• **TASK DETAILS**:
According to the passage on Jung's archetypes, which school did Hillman found?

(PASSAGE SHOWN Opens)

Archetypes arouse AFFECT, blind one to realities and take possession of WILL. To live archetypally is to live without limitations (INFLATION). To give archetypal expression to something, however, may be to interact consciously with the COLLECTIVE, his- toric image in such a way as to allow opportunities for the play of intrinsic polarities: past and present, personal and collective, typical and unique (see OPPOSITES).
All psychic imagery partakes of the archetypal to some extent. That is why dreams and many other psychic phenomena have numinosity. Archetypal behaviours are most evident at times of crisis, when the EGO is most vulnerable. Archetypal qualities are found in SYMBOLS and this accounts in part for their fascination, utility and recurrence. GODS are METAPHORS of archetypal behaviours and MYTHS are archetypal ENACTMENTS.
The archetypes can neither be fully integrated nor lived out in human form. Analysis involves a growing awareness of the archetypal dimensions of a person's life.
Jung's concept of the archetype is in the tradition of Platonic Ideas which are present in the minds of the gods and serve as the models of all entities in the human realm. Kant's a priori categories of perception and Schopenhauer's prototypes are also antecedents. With increasing use of the term, we meet frequent references to such phenomena as 'a necessary shift in the paternal archetype' or 'the shifting archetype of femininity'. The word was included in the Fontana Dictionary of Modern Thought in 1977. The biologist Sheldrake finds relevance between Jung's formulation and his theory of 'morphogenetic fields' (1981).
In 1934 Jung wrote:
The ground principles, the archetypal, of the unconscious are indescribable because of their wealth of reference, although in themselves recognisable. The discriminating intellect naturally keeps on trying to establish their singleness of meaning and thus misses the essential point; for what we can above all establish as the one thing consistent with their nature is their manifold meaning, their almost limitless wealth of reference, which makes any unilateral formulation impossible (CW 9i, para. 80).
Ellenberger (1970) identified the archetype as one of the three main conceptual differences between Jung and Freud in defining the content and behaviour of the unconscious. Following Jung, Neumann (1954) saw the archetypes recurring in each generation but also acquiring a history of forms based upon a widening of human consciousness. Hillman, founder of the school of Archetypal Psychology, cites the concept of archetype as the most fundamental in Jung's work, referring to these deepest premises of psychic functioning as delineating how we perceive and relate to the world (1975).
Williams argued that, since the archetypal structure remains skeletal without personal experience to flesh it out, the distinction between personal and collective dimensions of experience or categories of the unconscious might be somewhat academic (1963a).
Notions of innate psychological structure exist in present-day psychoanalysis, notably in the Kleinian school: Isaacs (unconscious fantasy), Bion (preconception), and Money-Kyrle (cf. Money-Kyrle, 1978). Jung's theory of the archetypes may also be compared to structuralist thought (Samuels, 1985a)."
We have had a lot of facinating discussions at this forum about the similarity of symbols around the world. Probably the most interesting for me personally have been looking at comparative serpent symbolism. This has obviously been wrapped around tracing cultural lines back though history.
If we bring Jung into the picture then we have an obvious problem: if these complex and often peculiar symbols that exist universally in the cultural projections of art and literature are products of the unconscious mind then their existance is no longer dependent on cultural transmission historically and can be explained as local, universal products of the psyche.
What does this do to the practice of tracing cultural lines though religous or 'esoteric' symbols?

(PASSAGE SHOWN Closes)
(LISTED RECORDS Opens)

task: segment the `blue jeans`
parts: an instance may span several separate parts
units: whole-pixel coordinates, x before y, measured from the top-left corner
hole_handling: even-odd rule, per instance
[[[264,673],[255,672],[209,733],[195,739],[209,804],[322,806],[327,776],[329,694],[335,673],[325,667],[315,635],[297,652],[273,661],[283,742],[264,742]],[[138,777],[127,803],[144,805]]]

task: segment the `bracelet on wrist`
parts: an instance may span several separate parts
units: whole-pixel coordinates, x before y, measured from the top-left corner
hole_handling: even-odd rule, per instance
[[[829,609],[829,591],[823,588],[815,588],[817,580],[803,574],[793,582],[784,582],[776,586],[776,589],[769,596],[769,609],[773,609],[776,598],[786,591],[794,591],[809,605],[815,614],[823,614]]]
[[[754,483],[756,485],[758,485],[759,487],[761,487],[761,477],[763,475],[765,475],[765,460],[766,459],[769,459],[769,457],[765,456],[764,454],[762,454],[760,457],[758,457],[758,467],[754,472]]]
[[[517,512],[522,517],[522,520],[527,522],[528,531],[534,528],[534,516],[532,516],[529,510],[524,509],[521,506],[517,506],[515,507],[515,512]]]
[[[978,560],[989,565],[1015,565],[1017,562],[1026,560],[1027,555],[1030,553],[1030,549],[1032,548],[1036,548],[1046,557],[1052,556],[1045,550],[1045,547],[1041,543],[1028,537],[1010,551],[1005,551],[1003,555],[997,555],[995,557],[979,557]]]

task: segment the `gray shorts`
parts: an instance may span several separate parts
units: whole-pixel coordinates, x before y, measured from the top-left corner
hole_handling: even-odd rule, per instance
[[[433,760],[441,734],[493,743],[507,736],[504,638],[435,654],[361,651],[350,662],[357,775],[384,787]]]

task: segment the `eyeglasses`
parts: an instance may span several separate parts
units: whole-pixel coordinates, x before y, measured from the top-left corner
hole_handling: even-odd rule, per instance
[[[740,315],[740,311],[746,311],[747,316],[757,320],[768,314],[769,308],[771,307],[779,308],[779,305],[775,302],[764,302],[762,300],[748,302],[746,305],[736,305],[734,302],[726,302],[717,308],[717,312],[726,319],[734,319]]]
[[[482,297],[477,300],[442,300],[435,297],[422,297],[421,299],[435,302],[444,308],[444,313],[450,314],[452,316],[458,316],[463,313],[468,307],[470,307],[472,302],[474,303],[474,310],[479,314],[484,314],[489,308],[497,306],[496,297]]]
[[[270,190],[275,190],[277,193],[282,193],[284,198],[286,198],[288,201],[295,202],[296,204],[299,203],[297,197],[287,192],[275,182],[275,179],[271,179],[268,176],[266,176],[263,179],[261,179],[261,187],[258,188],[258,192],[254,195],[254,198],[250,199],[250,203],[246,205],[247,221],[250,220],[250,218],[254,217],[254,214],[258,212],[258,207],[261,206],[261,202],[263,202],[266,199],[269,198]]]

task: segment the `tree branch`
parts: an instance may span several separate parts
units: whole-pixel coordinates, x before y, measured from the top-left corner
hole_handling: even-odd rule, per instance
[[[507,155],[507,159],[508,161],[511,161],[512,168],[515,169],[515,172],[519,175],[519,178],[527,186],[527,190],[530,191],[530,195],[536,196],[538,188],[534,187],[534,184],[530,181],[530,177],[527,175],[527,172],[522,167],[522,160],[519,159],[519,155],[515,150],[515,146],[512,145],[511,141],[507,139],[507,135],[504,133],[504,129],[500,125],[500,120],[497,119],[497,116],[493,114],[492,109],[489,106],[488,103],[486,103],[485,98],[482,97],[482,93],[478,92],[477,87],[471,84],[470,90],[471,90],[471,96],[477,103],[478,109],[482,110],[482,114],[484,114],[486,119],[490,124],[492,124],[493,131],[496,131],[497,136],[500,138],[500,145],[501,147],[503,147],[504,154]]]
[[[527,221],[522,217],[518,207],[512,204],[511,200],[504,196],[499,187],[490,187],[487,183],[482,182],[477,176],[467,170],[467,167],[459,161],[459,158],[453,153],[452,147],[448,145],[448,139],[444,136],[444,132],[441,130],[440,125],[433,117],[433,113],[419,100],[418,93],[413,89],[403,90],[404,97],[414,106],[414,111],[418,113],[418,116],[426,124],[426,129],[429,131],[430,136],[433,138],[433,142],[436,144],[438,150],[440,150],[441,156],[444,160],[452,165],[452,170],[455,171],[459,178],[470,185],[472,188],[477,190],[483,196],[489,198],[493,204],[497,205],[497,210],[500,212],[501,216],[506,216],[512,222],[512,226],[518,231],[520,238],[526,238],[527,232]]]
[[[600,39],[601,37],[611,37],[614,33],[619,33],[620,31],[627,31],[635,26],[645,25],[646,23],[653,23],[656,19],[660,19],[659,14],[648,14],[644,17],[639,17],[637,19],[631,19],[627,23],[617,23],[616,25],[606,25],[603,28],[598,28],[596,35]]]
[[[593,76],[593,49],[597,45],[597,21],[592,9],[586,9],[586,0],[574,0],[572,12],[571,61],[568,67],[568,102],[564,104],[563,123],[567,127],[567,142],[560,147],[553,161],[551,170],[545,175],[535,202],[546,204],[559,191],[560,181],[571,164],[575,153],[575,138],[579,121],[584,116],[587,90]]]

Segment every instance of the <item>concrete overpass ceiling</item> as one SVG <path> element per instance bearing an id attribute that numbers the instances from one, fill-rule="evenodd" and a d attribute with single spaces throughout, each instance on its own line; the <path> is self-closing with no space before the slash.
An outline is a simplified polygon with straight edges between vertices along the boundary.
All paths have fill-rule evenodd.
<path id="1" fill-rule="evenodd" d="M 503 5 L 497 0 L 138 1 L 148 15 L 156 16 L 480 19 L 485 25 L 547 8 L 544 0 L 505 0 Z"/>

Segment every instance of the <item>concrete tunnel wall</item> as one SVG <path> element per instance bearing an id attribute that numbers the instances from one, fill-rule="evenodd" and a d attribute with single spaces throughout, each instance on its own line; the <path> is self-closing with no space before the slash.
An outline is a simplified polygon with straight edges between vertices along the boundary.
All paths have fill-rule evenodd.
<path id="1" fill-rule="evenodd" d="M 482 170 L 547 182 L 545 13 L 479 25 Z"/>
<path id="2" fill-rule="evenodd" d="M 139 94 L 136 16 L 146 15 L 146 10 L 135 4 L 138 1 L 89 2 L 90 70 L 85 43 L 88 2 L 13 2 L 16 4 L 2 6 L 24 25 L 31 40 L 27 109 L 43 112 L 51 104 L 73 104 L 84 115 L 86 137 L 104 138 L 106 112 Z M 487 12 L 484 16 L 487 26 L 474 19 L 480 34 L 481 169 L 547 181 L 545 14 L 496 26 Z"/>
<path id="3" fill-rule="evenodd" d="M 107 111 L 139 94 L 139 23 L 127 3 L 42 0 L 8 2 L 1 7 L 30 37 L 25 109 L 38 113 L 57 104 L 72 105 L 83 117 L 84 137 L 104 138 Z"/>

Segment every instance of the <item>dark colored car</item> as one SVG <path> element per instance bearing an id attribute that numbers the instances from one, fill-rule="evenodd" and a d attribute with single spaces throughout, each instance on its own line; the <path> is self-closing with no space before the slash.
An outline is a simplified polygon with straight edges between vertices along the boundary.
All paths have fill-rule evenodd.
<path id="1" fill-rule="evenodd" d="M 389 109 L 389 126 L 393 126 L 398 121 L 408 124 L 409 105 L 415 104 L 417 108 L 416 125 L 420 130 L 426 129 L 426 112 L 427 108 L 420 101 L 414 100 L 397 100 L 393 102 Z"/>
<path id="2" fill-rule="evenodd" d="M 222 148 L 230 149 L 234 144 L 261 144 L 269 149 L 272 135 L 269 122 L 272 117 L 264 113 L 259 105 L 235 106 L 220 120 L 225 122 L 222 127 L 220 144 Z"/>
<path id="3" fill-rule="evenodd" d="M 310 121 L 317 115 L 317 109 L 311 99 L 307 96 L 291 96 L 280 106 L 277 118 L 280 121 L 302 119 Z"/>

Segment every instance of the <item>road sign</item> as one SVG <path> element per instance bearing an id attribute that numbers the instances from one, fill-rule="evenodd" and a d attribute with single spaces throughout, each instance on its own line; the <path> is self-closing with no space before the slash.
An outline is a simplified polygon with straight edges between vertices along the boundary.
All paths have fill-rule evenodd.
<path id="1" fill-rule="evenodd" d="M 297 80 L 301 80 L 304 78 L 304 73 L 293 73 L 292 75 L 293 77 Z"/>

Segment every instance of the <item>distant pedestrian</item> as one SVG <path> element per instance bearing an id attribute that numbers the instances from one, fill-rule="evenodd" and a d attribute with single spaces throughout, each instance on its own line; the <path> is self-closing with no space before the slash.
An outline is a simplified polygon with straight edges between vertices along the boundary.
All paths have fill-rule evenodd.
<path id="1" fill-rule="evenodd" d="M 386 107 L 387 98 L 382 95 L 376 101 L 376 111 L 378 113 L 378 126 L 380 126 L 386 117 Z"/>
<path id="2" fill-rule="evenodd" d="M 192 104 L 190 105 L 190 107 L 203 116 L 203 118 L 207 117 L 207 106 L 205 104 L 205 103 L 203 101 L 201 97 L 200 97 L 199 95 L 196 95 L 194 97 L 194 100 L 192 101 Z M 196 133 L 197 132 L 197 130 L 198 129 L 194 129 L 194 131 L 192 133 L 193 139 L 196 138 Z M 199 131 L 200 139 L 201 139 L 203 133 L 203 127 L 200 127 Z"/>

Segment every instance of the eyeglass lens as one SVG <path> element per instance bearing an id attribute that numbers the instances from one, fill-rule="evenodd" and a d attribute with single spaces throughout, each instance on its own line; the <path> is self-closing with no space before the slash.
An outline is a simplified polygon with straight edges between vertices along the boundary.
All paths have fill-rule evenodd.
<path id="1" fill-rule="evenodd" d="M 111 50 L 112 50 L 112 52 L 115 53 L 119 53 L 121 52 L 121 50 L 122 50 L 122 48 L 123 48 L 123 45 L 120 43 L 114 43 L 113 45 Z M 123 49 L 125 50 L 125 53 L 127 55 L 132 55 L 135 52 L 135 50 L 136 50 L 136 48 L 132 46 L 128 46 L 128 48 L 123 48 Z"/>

(LISTED RECORDS Closes)

• **RESPONSE TO THIS TASK**:
The school of Archetypal Psychology.